▶ **TEXT SECTION**:
--

In the recent Oxford Farming Conference’s (OFC) Bitesize series held in partnership with the Institute for Agriculture Management (IAgrM), the labour crisis and what farming’s future workforce might look like were discussed
Hosted by OFC director and soft-fruit grower, Marion Regan, three guests provided a different perspective, and potential route forward, for the industry. “As a soft fruit grower, I’m acutely aware of how the twin shocks of Brexit and Covid have hit us,” said Marion. “Labour is a huge part of our costs and through investment over the years, we have made significant productivity gains year on year just to keep pace with its rising cost and to attract the most skilled staff.
“People are needed at all links of the food and farming supply chain and there are acute shortages throughout it of abattoir workers, fresh produce harvesters, butchers, packers, technicians. What will farming’s future workforce look like? Who will they be? How will they work? And how will they be rewarded?”
Carl Atkin, the vice-chairman of the IAgrM and cofounder and director of Terravost, said that farm labour has been declining due to mechanisation, scale economics and automation, but other issues are affecting recruitment. Atkin said, “We have an issue with pay and conditions versus other sectors in the economy and we need to be honest about that. Farm work is often unsocial, it’s often in remote locations and it can be highly seasonal. We also have some perception issues, some of which are real, and some perceived, that can impact recruitment.” Carl believes that farming’s future workforce will be smaller, more agile, and multi-skilled.
Dr Duncan Robertson is co-founder and CEO of Dogtooth Technologies, an agri-robotics company based in Cambridge. He says that automation will be critical moving forward to address the labour crisis and that the agri-robotics market will grow to US$20.3B USD by 2045. “The soft fruit industry in the UK and across the globe is facing an existential crisis unless we can find a credible alternative to our reliance on seasonal agricultural workers. We can build robots that have sufficient visual acuity and dexterity to perform delicate tasks – such as picking soft fruit. We are increasingly able to build machines against the metrics that matter to our customers and growers and can perform comparably closely with humans."
The conference provides a platform for vibrant discussion on the biggest issues facing the agricultural industry.
The 2022 Oxford Farming Conference, Routes to Resilience, will be co-chaired by Barbara Bray MBE and Sarah Mukherjee MBE and will be held from 5-7 January 2022.

--

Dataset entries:
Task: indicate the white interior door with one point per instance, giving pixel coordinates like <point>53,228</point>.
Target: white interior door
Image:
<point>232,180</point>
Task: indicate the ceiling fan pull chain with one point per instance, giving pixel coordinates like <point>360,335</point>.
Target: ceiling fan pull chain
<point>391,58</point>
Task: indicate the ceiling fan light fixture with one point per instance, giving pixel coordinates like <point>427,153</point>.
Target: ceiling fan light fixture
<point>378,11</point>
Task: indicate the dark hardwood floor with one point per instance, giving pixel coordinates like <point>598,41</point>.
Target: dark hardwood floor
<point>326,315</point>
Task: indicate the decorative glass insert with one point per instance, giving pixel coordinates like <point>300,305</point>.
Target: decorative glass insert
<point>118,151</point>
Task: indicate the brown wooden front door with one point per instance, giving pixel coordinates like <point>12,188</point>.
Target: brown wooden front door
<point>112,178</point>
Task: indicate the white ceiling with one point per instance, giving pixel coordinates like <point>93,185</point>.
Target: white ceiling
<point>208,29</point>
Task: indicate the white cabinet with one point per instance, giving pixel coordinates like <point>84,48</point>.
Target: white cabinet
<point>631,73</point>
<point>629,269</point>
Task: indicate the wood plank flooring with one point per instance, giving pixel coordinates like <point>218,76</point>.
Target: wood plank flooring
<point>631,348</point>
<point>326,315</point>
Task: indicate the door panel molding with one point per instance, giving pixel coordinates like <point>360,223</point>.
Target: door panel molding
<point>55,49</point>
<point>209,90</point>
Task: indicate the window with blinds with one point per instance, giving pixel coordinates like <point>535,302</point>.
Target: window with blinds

--

▶ **PROBLEMS TO WORK ON**:
1/ In the conference text, what company is Dr Duncan Robertson co-founder and CEO of?
2/ From the conference text, write out the part that opens with the words containing "The 2022 Oxford" and closes with "5-7 January 2022.", switching "January" to "February".

▶ **COMPLETED EXERCISE**:
1/ Dogtooth Technologies, an agri-robotics company based in Cambridge.

2/
The 2022 Oxford Farming Conference, Routes to Resilience, will be co-chaired by Barbara Bray MBE and Sarah Mukherjee MBE and will be held from 5-7 February 2022.